### EN QUÉ CONSISTE:
Extrae del material las líneas que empiezan en la que contiene "Can you find the orange" y terminan al final del material, ambos extremos incluidos, y cópialas sin ningún cambio.

### CONJUNTO DE DATOS:
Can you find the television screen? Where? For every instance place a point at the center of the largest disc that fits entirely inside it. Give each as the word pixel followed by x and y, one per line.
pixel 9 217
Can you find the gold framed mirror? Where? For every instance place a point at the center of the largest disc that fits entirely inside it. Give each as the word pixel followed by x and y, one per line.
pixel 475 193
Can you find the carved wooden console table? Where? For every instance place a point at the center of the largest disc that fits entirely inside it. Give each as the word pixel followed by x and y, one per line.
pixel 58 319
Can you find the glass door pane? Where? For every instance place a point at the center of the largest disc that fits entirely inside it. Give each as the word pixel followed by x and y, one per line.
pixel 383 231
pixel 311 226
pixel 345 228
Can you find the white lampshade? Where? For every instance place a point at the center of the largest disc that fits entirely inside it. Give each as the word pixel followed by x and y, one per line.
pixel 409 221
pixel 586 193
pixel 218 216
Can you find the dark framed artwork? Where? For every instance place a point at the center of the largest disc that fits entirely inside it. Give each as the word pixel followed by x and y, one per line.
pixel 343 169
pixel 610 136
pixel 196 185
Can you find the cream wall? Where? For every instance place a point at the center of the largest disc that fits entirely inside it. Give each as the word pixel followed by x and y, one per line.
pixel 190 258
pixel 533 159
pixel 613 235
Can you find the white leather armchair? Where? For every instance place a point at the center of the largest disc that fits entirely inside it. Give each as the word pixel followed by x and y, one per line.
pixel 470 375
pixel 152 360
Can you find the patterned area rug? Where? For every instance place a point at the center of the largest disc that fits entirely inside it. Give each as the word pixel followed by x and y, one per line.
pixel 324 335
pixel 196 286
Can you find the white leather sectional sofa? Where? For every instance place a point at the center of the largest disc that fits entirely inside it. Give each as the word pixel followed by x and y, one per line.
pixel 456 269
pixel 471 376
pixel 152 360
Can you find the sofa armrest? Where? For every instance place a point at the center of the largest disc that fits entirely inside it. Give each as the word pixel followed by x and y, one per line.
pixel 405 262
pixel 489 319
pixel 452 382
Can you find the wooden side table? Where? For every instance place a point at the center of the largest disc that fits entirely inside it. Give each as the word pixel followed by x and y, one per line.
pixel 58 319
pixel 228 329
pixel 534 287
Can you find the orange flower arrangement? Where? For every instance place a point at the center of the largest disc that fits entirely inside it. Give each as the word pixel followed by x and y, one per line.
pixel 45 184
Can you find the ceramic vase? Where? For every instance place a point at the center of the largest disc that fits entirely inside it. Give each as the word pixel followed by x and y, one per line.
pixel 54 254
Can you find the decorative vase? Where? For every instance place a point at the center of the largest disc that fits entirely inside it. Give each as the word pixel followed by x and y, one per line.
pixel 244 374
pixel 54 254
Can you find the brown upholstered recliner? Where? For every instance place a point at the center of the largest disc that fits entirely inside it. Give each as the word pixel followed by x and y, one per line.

### RESULTADO OBTENIDO:
Can you find the orange flower arrangement? Where? For every instance place a point at the center of the largest disc that fits entirely inside it. Give each as the word pixel followed by x and y, one per line.
pixel 45 184
Can you find the ceramic vase? Where? For every instance place a point at the center of the largest disc that fits entirely inside it. Give each as the word pixel followed by x and y, one per line.
pixel 54 254
Can you find the decorative vase? Where? For every instance place a point at the center of the largest disc that fits entirely inside it. Give each as the word pixel followed by x and y, one per line.
pixel 244 374
pixel 54 254
Can you find the brown upholstered recliner? Where? For every instance place a point at the center of the largest disc that fits entirely inside it. Give each as the word pixel followed by x and y, one per line.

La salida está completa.